**EXERCISE GOAL**
Please write out every line of the data below, word for word and unchanged.

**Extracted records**
** BEGIN **
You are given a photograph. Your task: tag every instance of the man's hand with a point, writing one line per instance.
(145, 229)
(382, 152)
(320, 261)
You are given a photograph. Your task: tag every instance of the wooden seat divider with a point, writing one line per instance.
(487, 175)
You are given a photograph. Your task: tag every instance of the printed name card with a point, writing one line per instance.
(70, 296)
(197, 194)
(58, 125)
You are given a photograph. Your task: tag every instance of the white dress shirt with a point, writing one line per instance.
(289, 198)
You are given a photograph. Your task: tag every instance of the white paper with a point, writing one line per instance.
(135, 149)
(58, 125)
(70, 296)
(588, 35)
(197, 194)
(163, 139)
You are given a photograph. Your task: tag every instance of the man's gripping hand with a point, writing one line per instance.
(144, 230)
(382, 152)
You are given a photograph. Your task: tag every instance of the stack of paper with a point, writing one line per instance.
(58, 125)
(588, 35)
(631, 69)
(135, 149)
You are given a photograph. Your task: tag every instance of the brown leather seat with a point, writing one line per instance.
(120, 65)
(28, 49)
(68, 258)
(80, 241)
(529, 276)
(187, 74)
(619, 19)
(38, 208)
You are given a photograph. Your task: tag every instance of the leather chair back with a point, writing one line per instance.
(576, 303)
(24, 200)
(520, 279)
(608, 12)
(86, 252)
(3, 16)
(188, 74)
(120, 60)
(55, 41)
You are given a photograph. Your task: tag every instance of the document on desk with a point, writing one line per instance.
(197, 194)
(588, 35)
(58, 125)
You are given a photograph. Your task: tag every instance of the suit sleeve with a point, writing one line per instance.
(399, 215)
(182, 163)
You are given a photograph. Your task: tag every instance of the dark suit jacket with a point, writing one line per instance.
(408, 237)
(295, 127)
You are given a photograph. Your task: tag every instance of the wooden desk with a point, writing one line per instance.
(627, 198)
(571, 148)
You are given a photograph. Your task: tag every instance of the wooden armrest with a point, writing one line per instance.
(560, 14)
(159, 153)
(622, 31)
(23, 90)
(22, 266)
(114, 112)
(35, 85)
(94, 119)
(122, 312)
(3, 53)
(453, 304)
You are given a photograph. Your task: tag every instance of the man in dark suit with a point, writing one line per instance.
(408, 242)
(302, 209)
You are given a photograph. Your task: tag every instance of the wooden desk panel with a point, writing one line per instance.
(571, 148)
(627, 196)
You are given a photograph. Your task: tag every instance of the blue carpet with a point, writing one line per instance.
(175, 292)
** END **
**FINISHED TASK**
You are given a photograph. Your task: tag every instance of the man's hand with a point, writing one line per instance.
(145, 229)
(382, 152)
(320, 261)
You are given a photograph. Your task: tag every instance of the wooden seat divider with a point, writing one line per instance.
(487, 175)
You are given a photograph. Your task: tag every instance of the printed name card with a point, writing one line per instance.
(70, 296)
(197, 194)
(58, 125)
You are given a photograph. Your task: tag every instance of the white dress shirt with a point, writing one line per instance.
(289, 198)
You are given a photograph. Your task: tag every instance of the white paper with a point, writing one line per instance.
(135, 149)
(58, 125)
(70, 296)
(588, 35)
(197, 194)
(163, 139)
You are given a photograph. Your task: tag every instance of the man's gripping hand with a point, writing one line per instance.
(144, 230)
(382, 152)
You are given a photograph. Your task: tag every instance of the stack of paper with a point, writing one line per instance.
(58, 125)
(588, 35)
(631, 69)
(135, 149)
You are given a photograph. Your task: tag every instance of the brown leather seat with a point, writing one line per instance.
(120, 65)
(28, 49)
(68, 258)
(80, 241)
(529, 276)
(187, 74)
(619, 19)
(38, 208)
You are given a photograph. Your task: tag every instance of the leather chair back with a point, writing one line per instance.
(576, 303)
(24, 200)
(520, 279)
(608, 12)
(86, 252)
(3, 16)
(188, 74)
(120, 60)
(55, 41)
You are given a photograph. Your task: tag every instance of the document on desk with a point, writing one line per instance.
(197, 194)
(588, 35)
(58, 125)
You are given a photograph. Your task: tag every instance of the suit sleeve with a point, writing one line per instance.
(399, 215)
(182, 163)
You are given a photograph. Your task: tag every instance of the dark suit jacket with a point, writing one line per instance.
(408, 237)
(295, 127)
You are given a photograph. Your task: tag every instance of the wooden desk with a point, writing one line per instance.
(627, 198)
(571, 148)
You are given a photograph. Your task: tag every instance of the wooden armrest with a point, writing one line per instance.
(560, 14)
(159, 153)
(622, 31)
(23, 90)
(22, 266)
(114, 112)
(35, 85)
(94, 119)
(122, 312)
(3, 53)
(453, 304)
You are given a photograph. Your task: tag every instance of the man in dark suit with a point, writing one line per instance.
(408, 242)
(302, 209)
You are given a photograph. Your task: tag every instance of the wooden desk panel with a point, writing one line per instance.
(571, 148)
(627, 196)
You are given a photograph. Your task: tag every instance of the blue carpet with a point, writing one line per instance.
(175, 292)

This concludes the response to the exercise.